--- What to produce ---
Reproduce verbatim the lines of the material below, beginning with the line that contains "model.predict_boxes — Locates the brown mottled" and ending with the line that contains "[415,454,505,509]", both lines included.

--- Dataset content ---
⁂
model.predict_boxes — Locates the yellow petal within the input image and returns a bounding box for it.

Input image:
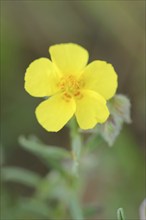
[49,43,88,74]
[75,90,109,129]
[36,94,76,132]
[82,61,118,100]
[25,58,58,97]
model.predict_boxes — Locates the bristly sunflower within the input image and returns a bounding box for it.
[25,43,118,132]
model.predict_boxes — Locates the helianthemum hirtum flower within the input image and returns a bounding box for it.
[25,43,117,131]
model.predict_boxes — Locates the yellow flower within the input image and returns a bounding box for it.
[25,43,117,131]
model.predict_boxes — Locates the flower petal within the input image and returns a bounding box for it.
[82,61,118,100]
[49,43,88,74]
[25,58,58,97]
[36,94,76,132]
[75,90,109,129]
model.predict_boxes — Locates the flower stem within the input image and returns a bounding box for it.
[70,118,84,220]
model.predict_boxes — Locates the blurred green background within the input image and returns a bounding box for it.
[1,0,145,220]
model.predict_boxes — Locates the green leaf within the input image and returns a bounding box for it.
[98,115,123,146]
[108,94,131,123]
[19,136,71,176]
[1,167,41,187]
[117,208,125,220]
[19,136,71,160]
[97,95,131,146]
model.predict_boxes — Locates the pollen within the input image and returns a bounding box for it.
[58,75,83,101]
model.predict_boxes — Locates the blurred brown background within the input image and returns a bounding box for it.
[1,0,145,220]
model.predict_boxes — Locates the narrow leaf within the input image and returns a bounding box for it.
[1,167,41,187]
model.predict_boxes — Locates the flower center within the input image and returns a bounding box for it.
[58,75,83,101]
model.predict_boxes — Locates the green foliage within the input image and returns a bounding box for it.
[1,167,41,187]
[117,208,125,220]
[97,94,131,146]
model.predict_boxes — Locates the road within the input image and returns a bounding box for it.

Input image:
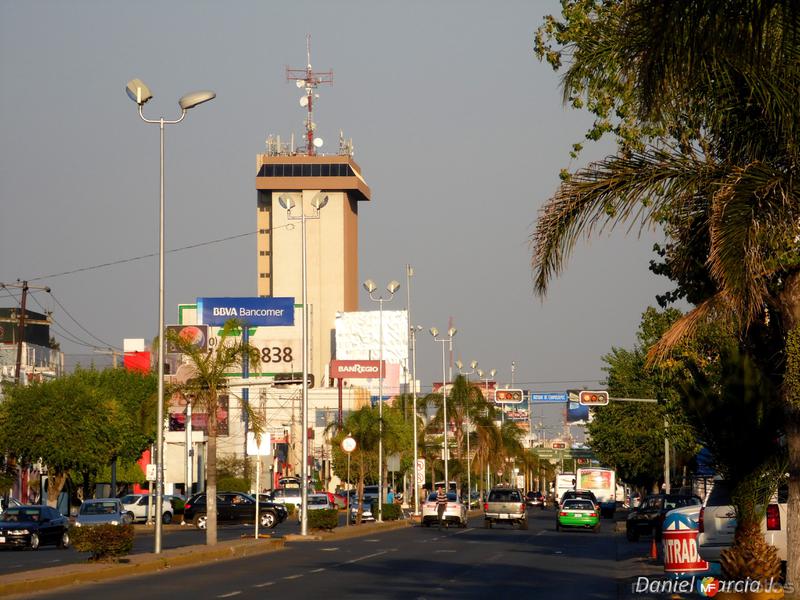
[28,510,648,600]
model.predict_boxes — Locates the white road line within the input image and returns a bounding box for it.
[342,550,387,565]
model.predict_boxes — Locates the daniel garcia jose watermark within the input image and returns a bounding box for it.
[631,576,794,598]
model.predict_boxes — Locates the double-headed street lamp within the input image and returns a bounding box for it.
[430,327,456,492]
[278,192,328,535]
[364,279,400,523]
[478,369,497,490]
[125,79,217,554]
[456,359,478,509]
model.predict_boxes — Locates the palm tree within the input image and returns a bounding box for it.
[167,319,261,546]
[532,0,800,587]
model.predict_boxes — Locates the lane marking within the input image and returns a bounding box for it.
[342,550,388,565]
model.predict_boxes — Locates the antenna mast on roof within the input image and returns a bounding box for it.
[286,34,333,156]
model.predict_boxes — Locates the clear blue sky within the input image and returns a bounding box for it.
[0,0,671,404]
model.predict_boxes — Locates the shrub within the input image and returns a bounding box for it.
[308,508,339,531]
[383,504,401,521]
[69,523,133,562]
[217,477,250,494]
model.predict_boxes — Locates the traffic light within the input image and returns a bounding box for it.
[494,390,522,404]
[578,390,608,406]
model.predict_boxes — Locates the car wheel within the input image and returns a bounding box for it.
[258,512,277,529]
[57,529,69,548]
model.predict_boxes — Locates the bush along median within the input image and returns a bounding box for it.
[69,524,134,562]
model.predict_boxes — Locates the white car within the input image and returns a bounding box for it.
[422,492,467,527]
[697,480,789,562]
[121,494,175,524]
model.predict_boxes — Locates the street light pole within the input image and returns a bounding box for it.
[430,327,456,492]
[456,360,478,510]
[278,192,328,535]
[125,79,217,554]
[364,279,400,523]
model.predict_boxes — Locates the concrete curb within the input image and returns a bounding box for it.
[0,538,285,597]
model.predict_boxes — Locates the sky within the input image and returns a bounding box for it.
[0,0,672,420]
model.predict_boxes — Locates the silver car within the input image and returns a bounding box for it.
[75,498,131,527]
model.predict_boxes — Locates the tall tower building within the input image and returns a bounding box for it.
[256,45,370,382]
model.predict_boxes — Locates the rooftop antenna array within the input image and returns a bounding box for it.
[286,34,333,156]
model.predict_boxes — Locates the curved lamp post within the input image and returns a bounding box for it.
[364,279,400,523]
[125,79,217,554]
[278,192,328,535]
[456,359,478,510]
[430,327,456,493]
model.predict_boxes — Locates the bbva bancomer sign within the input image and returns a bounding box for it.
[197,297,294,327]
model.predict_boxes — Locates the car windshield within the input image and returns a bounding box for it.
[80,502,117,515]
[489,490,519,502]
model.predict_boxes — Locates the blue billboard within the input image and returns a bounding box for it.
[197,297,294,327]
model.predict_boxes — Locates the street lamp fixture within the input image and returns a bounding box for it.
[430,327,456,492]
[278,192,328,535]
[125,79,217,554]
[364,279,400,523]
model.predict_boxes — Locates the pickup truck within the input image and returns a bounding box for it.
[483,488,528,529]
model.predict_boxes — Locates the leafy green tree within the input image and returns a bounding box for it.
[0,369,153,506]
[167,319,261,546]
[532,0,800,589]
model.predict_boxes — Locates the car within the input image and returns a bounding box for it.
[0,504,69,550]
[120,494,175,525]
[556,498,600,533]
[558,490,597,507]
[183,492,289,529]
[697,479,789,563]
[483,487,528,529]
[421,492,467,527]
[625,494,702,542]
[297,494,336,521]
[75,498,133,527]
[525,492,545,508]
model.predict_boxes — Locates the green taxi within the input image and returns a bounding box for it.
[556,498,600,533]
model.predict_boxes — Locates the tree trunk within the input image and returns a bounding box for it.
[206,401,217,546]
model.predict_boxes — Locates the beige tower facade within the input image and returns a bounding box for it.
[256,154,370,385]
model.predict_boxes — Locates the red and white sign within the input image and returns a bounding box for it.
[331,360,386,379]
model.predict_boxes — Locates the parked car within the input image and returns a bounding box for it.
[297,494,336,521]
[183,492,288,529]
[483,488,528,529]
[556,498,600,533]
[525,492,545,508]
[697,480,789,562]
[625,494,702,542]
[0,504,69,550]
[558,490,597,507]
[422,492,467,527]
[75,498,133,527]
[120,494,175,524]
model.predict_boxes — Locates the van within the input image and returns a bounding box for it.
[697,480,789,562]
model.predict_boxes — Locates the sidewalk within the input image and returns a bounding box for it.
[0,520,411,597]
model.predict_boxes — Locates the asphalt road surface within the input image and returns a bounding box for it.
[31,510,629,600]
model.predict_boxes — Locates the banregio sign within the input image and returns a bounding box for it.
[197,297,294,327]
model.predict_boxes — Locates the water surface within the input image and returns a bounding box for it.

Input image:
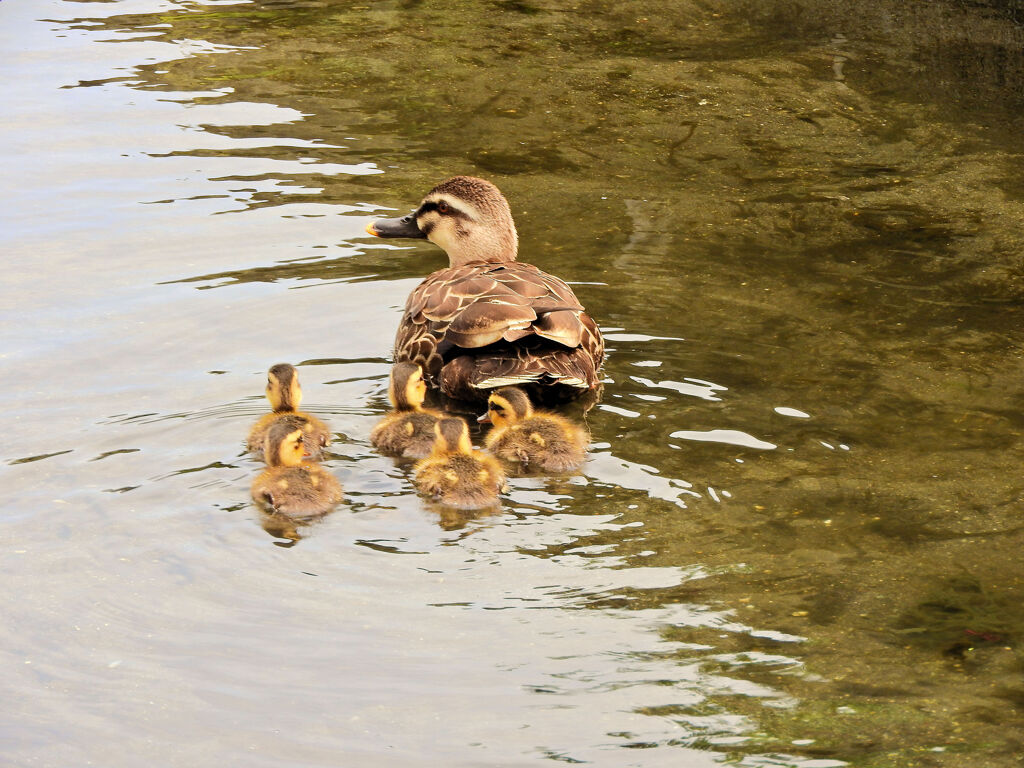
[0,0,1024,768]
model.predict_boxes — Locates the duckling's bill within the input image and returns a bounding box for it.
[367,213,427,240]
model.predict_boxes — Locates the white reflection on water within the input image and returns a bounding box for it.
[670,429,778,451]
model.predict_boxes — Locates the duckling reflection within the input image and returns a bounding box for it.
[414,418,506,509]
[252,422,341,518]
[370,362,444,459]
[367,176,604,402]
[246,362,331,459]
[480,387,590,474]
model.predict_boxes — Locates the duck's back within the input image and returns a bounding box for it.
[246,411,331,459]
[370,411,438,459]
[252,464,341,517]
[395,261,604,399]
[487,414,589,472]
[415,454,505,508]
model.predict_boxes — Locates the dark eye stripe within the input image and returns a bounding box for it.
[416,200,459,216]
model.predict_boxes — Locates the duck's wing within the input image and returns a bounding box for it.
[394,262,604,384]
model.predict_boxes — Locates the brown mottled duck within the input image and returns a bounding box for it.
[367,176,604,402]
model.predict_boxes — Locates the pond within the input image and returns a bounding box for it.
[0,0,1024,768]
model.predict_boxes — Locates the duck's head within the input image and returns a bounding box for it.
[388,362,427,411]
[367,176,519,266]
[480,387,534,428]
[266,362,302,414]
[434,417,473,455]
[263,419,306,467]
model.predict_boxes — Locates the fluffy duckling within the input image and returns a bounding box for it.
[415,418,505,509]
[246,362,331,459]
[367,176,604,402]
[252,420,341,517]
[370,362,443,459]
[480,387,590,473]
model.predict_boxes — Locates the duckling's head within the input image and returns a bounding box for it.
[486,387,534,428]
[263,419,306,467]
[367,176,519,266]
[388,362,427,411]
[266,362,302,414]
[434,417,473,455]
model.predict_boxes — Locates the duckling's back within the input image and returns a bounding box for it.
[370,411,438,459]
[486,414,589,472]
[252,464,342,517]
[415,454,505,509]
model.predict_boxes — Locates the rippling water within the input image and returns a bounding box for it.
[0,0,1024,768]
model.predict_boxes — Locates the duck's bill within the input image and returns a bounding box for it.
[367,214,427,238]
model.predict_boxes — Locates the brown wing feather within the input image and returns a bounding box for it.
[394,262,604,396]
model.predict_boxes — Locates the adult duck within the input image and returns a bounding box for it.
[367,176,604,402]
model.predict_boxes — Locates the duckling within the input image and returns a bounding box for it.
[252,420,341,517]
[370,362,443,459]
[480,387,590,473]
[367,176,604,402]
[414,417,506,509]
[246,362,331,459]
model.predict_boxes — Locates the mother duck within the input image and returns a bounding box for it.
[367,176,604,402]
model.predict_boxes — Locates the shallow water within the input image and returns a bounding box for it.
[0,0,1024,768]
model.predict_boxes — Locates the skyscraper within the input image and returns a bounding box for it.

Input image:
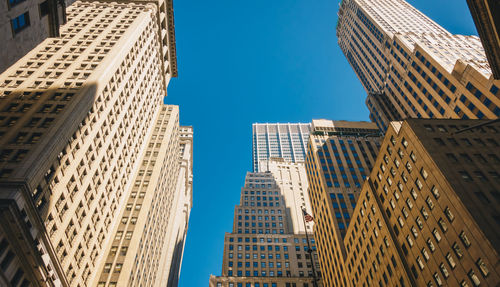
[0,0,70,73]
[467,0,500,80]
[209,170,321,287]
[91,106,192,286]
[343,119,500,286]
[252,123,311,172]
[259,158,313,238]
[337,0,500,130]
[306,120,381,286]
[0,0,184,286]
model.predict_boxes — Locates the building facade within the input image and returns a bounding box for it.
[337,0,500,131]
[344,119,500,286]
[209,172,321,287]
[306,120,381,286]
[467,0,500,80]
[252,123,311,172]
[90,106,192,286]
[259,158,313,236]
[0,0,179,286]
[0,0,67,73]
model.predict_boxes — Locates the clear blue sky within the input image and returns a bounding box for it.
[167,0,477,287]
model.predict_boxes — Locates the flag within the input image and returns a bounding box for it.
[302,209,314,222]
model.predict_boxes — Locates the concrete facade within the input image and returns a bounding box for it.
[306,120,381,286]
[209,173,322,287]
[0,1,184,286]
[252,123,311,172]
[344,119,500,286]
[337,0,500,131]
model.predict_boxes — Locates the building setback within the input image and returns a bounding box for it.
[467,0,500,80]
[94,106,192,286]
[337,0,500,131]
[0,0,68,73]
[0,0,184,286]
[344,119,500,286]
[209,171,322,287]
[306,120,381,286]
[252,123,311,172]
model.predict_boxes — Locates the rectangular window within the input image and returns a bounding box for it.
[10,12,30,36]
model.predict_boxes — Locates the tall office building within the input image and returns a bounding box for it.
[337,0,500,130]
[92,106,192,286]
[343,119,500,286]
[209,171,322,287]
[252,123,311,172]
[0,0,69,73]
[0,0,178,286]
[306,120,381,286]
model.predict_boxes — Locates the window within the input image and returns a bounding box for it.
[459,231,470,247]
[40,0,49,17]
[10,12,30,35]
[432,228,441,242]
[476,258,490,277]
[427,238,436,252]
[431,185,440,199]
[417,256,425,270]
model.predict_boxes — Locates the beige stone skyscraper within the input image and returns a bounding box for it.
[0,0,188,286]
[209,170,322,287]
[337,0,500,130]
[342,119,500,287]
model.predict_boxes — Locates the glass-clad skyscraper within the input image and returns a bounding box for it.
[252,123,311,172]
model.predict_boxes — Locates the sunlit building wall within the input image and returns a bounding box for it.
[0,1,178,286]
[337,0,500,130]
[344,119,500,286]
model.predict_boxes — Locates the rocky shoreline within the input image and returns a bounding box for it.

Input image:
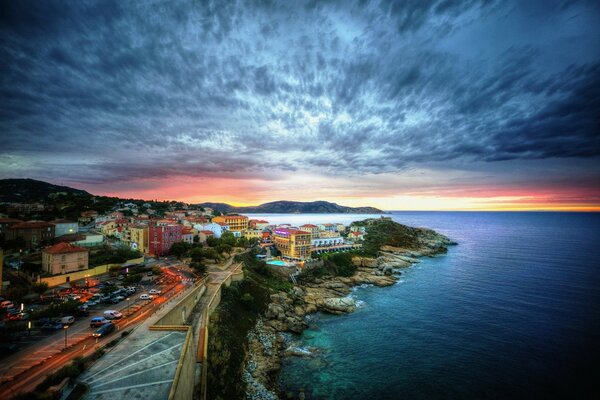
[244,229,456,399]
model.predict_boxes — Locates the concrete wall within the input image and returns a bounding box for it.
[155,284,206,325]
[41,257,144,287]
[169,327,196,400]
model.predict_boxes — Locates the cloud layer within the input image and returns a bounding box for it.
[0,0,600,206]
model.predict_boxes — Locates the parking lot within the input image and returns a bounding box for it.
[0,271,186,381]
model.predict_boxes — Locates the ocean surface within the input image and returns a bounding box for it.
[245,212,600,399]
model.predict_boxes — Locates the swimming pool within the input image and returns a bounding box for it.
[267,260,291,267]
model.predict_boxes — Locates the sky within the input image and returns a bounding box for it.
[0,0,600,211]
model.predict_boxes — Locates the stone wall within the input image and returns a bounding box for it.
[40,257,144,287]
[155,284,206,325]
⁂
--- Result of this task ---
model.predict_boxes — Locates the brown mottled duck within the input image and returns a bounding box for it.
[367,176,604,402]
model.predict_boxes — Locates the pond within the input image and returns a bounding box for it.
[0,0,1024,768]
model.predict_boxes — Locates the duck's head within the input image and returns a bounding box for it.
[388,362,427,411]
[367,176,519,266]
[480,387,534,428]
[266,362,302,414]
[434,417,473,455]
[263,419,306,467]
model.predict_boxes — Locates the fluffy duckling within the input image and returns a bounding box for it.
[415,418,505,509]
[246,362,331,459]
[367,176,604,402]
[252,420,341,517]
[370,362,443,459]
[480,387,590,473]
model.predict_boxes — Locates the duckling's head within the input image and returns a bounding box for it.
[486,387,534,428]
[263,419,306,467]
[367,176,519,266]
[388,362,427,411]
[266,362,302,414]
[434,417,473,455]
model.predict_boxes — Locates the duckling's back within the input image and returns a bounding box for it.
[370,411,438,459]
[486,414,589,472]
[252,464,342,517]
[415,454,505,509]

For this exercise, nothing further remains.